= Working data =
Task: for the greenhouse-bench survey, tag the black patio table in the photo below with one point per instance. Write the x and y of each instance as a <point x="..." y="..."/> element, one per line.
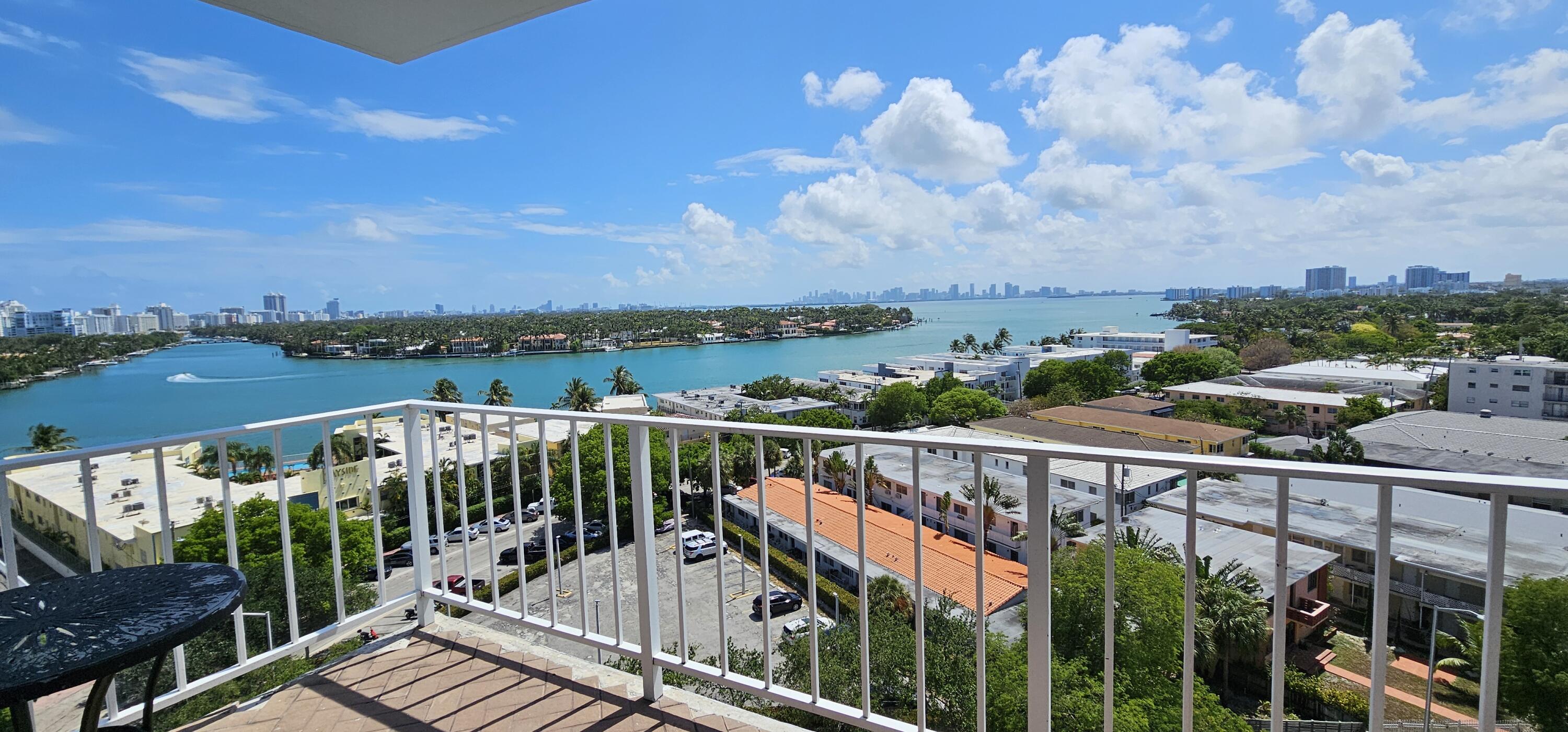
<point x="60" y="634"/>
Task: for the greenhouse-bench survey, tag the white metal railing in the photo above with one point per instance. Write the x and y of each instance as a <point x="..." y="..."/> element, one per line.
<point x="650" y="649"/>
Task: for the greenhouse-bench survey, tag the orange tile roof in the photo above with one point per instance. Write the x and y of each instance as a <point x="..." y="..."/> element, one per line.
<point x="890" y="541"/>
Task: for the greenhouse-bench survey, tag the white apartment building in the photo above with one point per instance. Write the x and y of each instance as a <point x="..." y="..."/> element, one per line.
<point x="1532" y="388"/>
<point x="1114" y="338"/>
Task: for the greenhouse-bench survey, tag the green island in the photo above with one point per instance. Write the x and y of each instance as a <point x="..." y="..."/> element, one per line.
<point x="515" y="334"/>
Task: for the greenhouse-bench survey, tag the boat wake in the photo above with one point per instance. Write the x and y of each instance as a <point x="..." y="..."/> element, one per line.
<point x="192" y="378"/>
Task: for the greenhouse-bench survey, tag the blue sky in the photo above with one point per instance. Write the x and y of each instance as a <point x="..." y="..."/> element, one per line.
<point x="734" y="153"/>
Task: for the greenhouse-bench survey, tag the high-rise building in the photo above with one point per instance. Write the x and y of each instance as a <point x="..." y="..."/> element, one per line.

= What to do =
Output every record above word for word, omitting any pictures they contain.

= Expected output =
Task: for the greenhouse-bench survey, tag the black patio table in the photo below with one point per instance. Write the x and y of each instance as a <point x="..." y="..."/> element, one per line.
<point x="60" y="634"/>
Task: for the greenhouse-bench survey, tag the white metal railing in the photo above with one point per instance. Write the x and y of each instance as a <point x="..." y="..."/> element, one per line.
<point x="650" y="649"/>
Task: for the greenhouse-bench survey, tag the orange tile roof in the photo above with one point per instance. Write the x and y of each instance as a <point x="..." y="..."/> element, one per line.
<point x="890" y="541"/>
Task: for the greenhouse-bench survey, tag the white apartment building in the photo above with one point per instance. Write the x and y of each instance as a <point x="..." y="..."/> element, one per line.
<point x="1532" y="388"/>
<point x="1114" y="338"/>
Task: for the greenhouse-bench survey, tag the green island in the photo above with one point per instance. Write the x and y of each instance as a <point x="..." y="..."/> element, one per line.
<point x="515" y="334"/>
Task: for the greenhouse-bench survey, tag the boat wake in the photo above with one point per instance. Write the x and y of each instance as a <point x="..." y="..."/> element, one per line.
<point x="192" y="378"/>
Task: for the greenhouse-bench survey, tag the blue sky in the photo above with one point per instance. Write the x and y of each instance as a <point x="..." y="..."/> element, one per line.
<point x="734" y="153"/>
Task: for the greenhouse-bench survey, tag the high-rise building in the photo above with one point per instance. Write the x and y of each instance as a <point x="..." y="..."/> element, one per line.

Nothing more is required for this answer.